_To do_. Reproduce the rows below word for word, from the first line up to and including the line that contains "170,63,204,90".

Data drawn from a collection

** BEGIN **

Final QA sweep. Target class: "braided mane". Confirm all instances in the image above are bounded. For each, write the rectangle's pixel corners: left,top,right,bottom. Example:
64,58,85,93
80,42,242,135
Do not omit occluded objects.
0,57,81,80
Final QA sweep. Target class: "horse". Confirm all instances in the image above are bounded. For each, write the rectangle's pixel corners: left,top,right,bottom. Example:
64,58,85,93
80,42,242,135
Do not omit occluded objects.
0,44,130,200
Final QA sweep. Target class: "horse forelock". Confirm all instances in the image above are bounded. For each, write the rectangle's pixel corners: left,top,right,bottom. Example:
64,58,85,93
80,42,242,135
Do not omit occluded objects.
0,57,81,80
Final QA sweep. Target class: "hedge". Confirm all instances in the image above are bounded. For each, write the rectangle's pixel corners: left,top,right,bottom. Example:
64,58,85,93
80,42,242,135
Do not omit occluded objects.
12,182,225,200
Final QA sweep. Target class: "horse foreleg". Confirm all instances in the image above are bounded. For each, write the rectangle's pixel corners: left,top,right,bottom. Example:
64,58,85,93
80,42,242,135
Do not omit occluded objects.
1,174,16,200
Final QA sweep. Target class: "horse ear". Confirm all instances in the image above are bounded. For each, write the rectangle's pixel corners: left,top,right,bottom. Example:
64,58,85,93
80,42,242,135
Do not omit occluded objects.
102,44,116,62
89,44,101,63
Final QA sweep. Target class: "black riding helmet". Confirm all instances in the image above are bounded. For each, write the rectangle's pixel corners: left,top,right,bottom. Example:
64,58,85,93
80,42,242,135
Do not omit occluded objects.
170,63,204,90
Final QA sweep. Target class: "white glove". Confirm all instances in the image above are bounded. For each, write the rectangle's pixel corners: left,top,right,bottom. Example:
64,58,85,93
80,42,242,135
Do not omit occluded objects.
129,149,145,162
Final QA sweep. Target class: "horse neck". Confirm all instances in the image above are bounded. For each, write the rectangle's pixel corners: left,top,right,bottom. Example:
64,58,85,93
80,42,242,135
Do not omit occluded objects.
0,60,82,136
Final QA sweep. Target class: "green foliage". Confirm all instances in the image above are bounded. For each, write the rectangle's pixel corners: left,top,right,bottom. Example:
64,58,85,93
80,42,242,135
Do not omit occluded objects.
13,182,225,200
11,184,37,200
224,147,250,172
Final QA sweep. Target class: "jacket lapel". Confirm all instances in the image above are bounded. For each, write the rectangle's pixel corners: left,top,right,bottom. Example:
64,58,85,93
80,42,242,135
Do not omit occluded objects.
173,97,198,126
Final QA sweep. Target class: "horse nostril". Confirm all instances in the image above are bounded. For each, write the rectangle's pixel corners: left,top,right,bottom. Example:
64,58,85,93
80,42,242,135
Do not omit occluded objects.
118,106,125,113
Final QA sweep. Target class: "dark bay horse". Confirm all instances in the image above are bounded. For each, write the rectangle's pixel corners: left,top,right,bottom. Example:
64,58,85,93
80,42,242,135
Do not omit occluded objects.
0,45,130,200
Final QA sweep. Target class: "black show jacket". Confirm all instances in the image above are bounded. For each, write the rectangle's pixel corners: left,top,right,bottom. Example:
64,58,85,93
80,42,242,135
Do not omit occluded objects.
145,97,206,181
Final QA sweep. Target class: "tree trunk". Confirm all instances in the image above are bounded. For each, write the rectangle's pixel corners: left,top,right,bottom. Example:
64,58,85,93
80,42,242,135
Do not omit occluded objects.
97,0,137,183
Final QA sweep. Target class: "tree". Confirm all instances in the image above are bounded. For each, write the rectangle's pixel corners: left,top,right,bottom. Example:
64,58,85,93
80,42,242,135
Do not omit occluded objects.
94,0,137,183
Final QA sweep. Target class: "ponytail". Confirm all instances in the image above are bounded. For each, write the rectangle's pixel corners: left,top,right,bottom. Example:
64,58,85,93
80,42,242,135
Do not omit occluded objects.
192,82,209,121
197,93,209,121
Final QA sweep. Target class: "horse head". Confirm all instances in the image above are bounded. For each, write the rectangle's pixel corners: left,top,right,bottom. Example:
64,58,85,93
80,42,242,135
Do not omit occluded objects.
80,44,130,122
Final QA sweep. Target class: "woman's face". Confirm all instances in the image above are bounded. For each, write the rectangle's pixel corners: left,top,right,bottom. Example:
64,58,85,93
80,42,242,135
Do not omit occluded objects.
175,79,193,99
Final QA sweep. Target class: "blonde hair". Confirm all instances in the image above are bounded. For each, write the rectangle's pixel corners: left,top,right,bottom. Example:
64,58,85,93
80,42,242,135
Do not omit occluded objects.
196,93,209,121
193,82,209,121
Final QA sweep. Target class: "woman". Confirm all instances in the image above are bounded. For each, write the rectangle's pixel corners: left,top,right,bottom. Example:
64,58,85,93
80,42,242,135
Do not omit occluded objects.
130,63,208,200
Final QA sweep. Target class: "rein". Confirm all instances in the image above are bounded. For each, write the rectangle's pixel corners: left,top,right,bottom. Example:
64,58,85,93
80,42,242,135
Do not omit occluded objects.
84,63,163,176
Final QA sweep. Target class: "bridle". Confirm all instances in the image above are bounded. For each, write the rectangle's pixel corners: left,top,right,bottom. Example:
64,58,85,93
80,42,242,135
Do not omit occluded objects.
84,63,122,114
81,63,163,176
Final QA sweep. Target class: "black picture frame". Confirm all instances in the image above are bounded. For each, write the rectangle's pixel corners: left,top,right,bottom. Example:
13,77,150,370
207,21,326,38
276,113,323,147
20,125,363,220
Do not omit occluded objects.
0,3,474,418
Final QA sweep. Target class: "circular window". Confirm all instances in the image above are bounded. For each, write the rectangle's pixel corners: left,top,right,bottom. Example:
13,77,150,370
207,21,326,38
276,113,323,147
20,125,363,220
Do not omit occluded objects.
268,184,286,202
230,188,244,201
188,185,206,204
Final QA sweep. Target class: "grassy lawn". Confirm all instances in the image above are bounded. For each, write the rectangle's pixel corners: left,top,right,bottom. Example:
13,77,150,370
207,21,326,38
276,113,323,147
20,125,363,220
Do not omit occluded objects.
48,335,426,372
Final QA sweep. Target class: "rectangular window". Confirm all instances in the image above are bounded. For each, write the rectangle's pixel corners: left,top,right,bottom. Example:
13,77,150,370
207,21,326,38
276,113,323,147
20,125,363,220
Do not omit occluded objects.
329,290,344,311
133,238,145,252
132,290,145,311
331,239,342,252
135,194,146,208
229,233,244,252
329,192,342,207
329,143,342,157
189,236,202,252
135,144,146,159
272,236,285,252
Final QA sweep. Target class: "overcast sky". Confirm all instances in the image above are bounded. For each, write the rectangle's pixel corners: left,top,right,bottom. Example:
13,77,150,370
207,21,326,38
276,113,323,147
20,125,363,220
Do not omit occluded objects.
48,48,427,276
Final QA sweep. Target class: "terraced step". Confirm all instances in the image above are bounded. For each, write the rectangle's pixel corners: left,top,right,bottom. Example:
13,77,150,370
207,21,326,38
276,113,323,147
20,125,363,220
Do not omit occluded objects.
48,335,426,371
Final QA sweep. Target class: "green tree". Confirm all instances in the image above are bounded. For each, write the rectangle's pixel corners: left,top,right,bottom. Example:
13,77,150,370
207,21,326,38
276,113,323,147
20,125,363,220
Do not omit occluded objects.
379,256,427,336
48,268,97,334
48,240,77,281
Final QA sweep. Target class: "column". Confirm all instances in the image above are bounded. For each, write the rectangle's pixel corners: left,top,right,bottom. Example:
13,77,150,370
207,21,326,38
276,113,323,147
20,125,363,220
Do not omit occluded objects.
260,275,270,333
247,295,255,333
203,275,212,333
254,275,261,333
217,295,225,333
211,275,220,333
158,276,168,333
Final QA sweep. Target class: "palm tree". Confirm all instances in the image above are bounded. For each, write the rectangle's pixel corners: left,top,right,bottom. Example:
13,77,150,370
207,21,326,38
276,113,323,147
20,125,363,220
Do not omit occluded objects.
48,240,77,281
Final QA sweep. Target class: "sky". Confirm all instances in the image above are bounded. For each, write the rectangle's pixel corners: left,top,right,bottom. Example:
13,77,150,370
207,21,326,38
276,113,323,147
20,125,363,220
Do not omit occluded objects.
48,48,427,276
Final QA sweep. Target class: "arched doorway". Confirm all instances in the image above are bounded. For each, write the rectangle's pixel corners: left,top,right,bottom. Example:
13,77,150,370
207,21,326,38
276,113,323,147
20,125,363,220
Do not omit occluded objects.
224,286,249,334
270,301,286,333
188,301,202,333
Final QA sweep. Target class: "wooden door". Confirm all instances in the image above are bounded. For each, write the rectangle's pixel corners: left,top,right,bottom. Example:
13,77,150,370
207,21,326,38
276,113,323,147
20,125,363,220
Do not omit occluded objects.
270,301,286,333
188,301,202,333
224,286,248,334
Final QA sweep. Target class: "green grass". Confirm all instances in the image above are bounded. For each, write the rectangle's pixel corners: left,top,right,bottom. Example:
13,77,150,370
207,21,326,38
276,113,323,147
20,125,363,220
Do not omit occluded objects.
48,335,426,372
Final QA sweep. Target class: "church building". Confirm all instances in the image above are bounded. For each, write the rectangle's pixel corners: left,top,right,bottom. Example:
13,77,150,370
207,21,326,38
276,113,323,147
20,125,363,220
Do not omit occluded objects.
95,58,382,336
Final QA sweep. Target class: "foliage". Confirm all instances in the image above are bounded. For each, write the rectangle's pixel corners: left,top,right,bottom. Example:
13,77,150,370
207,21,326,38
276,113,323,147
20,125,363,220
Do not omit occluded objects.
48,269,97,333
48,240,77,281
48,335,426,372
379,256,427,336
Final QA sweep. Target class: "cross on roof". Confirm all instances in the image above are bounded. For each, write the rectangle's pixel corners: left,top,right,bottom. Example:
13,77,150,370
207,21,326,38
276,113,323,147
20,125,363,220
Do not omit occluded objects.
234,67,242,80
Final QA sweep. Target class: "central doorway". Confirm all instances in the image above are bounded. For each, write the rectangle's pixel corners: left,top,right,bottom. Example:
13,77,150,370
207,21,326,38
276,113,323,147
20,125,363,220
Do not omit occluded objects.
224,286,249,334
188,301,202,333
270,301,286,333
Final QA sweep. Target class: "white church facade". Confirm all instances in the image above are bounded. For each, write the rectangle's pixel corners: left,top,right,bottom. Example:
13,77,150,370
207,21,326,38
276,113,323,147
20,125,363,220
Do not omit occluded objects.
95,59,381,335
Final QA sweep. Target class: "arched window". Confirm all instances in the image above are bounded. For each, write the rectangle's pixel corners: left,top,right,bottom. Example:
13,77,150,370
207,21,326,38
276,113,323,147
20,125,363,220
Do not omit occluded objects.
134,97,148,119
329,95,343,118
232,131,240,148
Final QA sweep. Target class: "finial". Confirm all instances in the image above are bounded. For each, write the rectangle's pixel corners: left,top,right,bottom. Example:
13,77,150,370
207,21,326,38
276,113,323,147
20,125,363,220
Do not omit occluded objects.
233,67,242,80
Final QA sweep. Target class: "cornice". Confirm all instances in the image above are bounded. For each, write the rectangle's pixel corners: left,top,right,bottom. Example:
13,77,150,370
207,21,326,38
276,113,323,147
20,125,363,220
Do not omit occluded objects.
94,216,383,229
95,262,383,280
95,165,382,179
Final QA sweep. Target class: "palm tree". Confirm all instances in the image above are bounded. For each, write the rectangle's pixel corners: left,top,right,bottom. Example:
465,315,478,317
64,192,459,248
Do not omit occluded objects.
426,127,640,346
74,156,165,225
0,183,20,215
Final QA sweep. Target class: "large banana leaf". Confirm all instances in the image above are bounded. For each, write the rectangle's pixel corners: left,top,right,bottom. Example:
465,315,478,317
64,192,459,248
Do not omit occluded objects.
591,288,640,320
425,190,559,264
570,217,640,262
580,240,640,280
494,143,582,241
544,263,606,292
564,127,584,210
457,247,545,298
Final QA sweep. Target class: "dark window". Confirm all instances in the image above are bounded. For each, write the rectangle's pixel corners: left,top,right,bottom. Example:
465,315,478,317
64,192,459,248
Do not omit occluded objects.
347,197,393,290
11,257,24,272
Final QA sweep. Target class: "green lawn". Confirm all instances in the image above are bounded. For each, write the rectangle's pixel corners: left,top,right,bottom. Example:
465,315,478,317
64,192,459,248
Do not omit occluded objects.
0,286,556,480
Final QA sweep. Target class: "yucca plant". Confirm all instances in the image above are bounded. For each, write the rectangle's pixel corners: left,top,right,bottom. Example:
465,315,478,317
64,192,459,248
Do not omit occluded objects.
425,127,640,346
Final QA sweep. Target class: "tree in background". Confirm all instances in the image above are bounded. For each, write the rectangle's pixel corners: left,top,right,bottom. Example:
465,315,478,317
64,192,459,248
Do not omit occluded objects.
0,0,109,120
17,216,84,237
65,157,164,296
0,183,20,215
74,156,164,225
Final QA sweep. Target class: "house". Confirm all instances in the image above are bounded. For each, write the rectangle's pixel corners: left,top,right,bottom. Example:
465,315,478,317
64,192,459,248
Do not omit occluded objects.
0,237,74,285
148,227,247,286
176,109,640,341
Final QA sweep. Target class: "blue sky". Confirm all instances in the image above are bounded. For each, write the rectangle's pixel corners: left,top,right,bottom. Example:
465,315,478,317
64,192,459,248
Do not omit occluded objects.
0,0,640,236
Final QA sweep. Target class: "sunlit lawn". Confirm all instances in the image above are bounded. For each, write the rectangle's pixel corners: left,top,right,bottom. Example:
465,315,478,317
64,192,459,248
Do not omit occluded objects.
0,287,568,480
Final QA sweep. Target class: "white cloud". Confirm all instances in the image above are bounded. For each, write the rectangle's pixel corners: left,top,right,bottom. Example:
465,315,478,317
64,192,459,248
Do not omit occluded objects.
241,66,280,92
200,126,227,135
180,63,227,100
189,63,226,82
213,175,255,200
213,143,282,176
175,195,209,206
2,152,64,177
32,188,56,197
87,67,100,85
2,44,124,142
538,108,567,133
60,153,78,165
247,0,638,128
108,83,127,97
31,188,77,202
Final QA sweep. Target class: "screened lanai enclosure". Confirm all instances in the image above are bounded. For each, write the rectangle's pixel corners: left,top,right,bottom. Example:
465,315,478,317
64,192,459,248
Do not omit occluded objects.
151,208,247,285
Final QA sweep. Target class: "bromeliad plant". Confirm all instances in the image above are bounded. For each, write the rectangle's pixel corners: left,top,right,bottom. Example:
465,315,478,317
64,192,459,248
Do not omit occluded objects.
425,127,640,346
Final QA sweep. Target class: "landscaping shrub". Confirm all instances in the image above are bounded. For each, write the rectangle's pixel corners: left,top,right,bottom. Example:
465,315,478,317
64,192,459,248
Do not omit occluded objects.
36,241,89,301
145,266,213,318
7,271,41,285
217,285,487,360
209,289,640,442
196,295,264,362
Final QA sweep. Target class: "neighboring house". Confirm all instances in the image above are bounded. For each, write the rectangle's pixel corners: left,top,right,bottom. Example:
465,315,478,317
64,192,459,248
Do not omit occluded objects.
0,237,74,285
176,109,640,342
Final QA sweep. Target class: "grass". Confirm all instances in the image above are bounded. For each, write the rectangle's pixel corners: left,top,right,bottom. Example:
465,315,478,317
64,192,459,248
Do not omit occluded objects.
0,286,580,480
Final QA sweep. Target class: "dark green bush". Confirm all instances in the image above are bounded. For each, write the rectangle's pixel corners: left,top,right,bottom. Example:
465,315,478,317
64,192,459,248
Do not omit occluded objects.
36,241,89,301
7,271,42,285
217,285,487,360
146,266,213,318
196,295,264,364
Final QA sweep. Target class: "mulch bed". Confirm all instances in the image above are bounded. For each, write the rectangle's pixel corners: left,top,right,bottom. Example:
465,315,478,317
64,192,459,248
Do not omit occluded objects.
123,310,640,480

** END **

_Output of the exercise_.
Final QA sweep. Target class: "braided mane". Confirm all instances in the image above are bounded. For each, write the rectangle's pixel corners: left,top,right,bottom. Example:
64,58,85,93
80,42,242,135
Do not omit occluded objects.
0,57,81,80
Final QA sweep. Target class: "horse". Confirm all instances in the image above are bounded. For each, write the rectangle's pixel corners: left,top,right,bottom. Example:
64,58,85,93
80,42,242,135
Do not omit occluded objects.
0,44,130,200
Final QA sweep. Target class: "horse forelock". Confirm all instances in the image above are bounded. For each, write the rectangle's pixel corners: left,top,right,bottom. Example:
64,58,85,93
80,42,242,135
Do not omit occluded objects.
0,57,81,80
Final QA sweep. Target class: "hedge". Confirm all instances in the image above are bounded. For each, write the rectangle's pixel corners: left,top,right,bottom. Example:
64,58,85,93
80,42,242,135
Do not omit occluded objects.
12,182,225,200
Final QA sweep. Target class: "horse foreleg". Confirm all instances in the image above are bounded. For each, write the rectangle's pixel corners: left,top,right,bottom. Example:
64,58,85,93
80,42,242,135
Do not omit occluded objects.
1,174,16,200
Final QA sweep. Target class: "horse ear". Confirm all instances in the image above are bounded. For each, write the rectangle's pixel corners: left,top,right,bottom. Example:
64,58,85,93
80,42,242,135
Do not omit occluded objects.
102,44,116,62
89,44,101,63
Final QA sweep. Target class: "black riding helmet". Confirm all instances in the image above are bounded. For each, write the rectangle's pixel corners: left,top,right,bottom. Example:
64,58,85,93
80,42,242,135
Do not omit occluded objects.
170,63,204,90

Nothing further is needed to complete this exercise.